### What to produce
Begin at the line that has "Reviewer note: check that every instance of the frosted" and stop after the line that has "Reviewer note: check that every instance of the outer". Reproduce only those lines of the material, changing "frosted stem" to "icy stem" and keeping everything else the same.

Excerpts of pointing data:

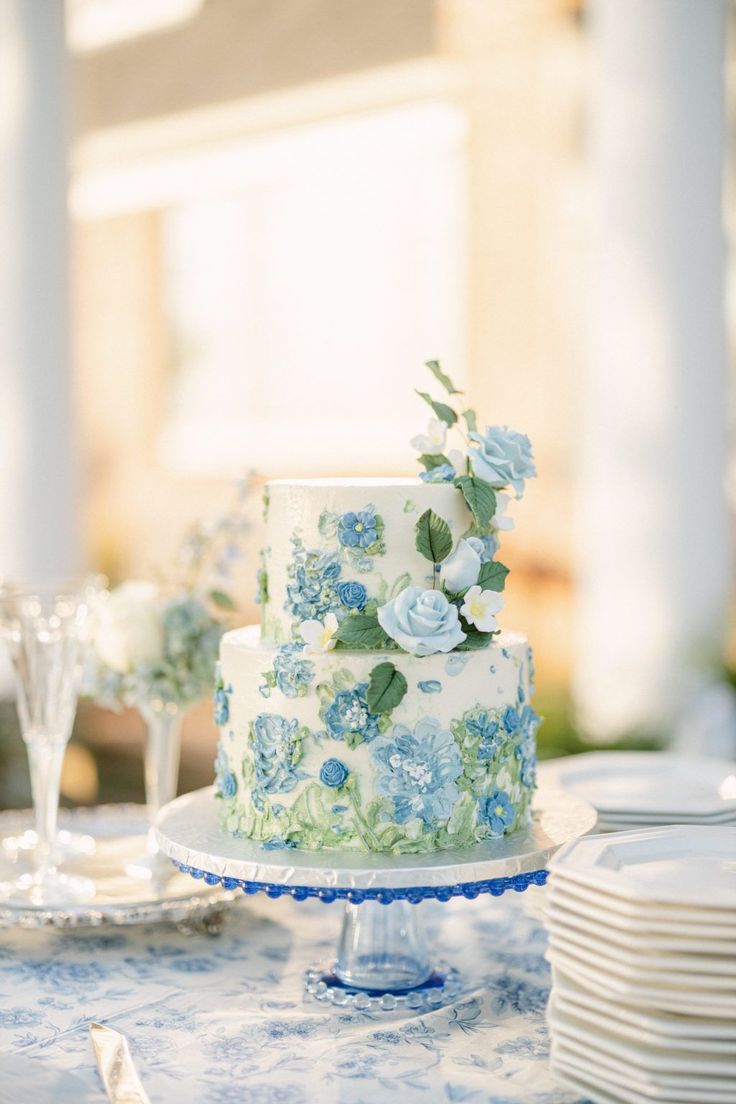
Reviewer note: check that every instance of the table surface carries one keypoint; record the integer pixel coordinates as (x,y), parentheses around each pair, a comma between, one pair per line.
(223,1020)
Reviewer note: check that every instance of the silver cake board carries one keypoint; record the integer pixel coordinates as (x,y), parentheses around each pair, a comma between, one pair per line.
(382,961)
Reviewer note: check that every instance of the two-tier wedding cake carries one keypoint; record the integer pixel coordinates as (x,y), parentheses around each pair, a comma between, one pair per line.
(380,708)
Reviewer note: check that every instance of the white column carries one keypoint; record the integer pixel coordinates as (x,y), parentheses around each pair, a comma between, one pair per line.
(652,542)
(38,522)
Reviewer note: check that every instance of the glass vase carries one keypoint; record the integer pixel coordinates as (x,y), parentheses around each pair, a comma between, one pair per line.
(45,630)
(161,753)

* * *

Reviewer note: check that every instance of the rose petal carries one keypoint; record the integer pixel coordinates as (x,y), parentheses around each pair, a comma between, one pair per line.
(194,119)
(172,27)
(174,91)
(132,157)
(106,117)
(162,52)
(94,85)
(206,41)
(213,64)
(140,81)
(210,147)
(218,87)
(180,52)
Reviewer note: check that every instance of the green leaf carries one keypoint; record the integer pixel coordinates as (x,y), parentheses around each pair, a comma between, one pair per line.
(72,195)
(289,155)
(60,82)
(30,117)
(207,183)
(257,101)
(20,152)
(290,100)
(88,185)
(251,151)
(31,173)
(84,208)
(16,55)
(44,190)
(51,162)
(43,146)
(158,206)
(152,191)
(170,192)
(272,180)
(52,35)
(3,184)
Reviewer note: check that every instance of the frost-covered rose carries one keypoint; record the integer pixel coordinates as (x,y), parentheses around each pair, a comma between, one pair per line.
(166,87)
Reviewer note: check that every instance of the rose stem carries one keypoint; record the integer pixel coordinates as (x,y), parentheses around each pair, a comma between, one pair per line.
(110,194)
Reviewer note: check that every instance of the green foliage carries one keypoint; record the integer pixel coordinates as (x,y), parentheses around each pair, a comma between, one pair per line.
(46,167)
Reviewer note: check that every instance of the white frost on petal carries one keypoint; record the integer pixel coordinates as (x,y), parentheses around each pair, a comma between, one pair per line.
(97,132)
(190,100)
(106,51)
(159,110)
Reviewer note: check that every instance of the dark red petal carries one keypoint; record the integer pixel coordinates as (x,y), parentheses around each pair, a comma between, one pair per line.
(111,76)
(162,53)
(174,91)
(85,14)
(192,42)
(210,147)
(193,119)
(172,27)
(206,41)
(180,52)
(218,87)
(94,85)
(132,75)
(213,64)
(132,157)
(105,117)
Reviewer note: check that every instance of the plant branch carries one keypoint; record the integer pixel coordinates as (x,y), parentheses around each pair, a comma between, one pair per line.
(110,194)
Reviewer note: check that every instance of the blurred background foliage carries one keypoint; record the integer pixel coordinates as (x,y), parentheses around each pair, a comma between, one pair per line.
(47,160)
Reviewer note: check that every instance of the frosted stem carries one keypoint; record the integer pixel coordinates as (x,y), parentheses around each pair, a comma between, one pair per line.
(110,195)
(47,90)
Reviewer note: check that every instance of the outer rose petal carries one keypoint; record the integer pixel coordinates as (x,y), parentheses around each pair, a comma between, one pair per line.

### Problem solution
Reviewer note: check that every instance of the icy stem carries one keypoint; record the integer pixel coordinates as (x,y), parentheses around each pair, a comma between, one pair per line.
(110,195)
(47,90)
Reviewer note: check that every instance of the outer rose petal carries one keypoint; record the integer pixel coordinates as (x,y), parentheses around each pair, a comma between, one pair per line.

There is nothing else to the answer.